● Requirements:
Render each of the items below as a numbered list, leaving out any blank lines.

● Data lines:
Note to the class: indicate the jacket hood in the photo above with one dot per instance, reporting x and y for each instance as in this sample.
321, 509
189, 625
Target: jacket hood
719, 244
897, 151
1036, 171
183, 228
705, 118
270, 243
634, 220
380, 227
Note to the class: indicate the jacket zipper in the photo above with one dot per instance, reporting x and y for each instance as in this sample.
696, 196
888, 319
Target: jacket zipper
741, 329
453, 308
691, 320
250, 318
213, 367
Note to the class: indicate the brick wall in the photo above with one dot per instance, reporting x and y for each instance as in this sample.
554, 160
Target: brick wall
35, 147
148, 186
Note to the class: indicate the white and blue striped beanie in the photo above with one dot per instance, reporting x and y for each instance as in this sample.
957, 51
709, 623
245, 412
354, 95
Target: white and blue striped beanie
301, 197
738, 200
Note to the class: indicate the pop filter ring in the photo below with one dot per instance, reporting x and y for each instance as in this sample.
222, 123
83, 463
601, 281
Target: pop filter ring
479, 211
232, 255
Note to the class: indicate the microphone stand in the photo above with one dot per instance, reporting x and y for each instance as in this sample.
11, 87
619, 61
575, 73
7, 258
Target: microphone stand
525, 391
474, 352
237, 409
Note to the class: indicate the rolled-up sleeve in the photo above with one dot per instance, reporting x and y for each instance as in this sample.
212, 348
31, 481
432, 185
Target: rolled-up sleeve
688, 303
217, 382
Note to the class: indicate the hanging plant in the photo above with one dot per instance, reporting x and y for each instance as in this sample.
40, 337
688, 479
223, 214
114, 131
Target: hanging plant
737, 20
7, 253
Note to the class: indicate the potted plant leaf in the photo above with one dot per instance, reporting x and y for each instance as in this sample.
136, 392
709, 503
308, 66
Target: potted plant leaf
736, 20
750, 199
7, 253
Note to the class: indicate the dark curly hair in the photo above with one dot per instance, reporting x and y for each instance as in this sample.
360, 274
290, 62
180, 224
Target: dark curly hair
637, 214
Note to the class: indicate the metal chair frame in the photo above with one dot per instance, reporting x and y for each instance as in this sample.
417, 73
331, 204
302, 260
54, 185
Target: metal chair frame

● Task response:
1. Note to the class: indicate the jacket hood in the photo above with one dot per instance, reporting x and y for each instance as in this sample.
2. 321, 509
3. 189, 625
4. Target: jacket hood
5. 719, 244
6. 897, 151
7. 1036, 171
8. 183, 228
9. 705, 118
10. 270, 243
11. 634, 220
12. 380, 227
13. Note to the class: indicate the jacket zipper in the photo above with one dot per instance, reporting x and y for each instance as in this sample.
14. 696, 196
15. 888, 319
16. Target: jacket zipper
17. 741, 329
18. 453, 308
19. 691, 320
20. 250, 318
21. 213, 367
22. Note to the class: indicate the brick wall in the photo above with one dot per instance, reporting x and y for each instance as in this sample.
23. 554, 160
24. Target: brick wall
25. 35, 147
26. 148, 186
27. Note to the class: indicate the white and blue striped beanie in the photo above with one dot per instance, reporting x and y for each instance as in this sample.
28. 957, 51
29. 709, 623
30. 245, 412
31. 354, 95
32. Target: white and blue striped beanie
33. 301, 197
34. 738, 200
35. Note to the class: indicate the pop filter ring in the photo below with one dot per instance, reporting x and y for each instance as in this sample.
36. 222, 123
37. 83, 463
38. 601, 281
39. Target: pop filter ring
40. 479, 211
41. 232, 255
42. Note to the class: indicate the microphone stand in the photo above with one dot per instance, reporting x and y for each instance as in this sample.
43. 11, 87
44. 619, 61
45. 575, 73
46. 7, 258
47. Target: microphone stand
48. 525, 391
49. 474, 352
50. 237, 409
51. Note to the class: indicate the rolled-up sleeve in the photo above with one dot per instance, reporting x and y for each instance as in this sample.
52. 212, 348
53. 31, 481
54. 432, 185
55. Target: rolled-up sleeve
56. 688, 303
57. 217, 382
58. Note to the class: indicate the hanging plant in the photo above with one dot per instance, reporting x and y for each instance as in this sample.
59. 40, 337
60. 688, 479
61. 223, 214
62. 114, 131
63. Target: hanging plant
64. 737, 20
65. 7, 253
66. Note to the class: indicate the potted plant leaf in the photo above with one dot per instance, reporting x and y for each instance as in this sample.
67. 136, 392
68. 709, 503
69. 308, 66
70. Target: potted plant leaf
71. 736, 20
72. 750, 199
73. 7, 253
74. Note to the class: indicate the dark curly hair in the photo above with one dot per instance, reporting x and y for each instance as in this sample.
75. 360, 274
76. 290, 62
77. 180, 224
78. Target: dark curly hair
79. 637, 214
80. Note to the class: indicate the metal chair frame in the photo above with one dot per instance, reporting x and y for each instance as in this sample.
81. 417, 73
82. 331, 204
83. 302, 260
84. 54, 185
85. Target: metal chair frame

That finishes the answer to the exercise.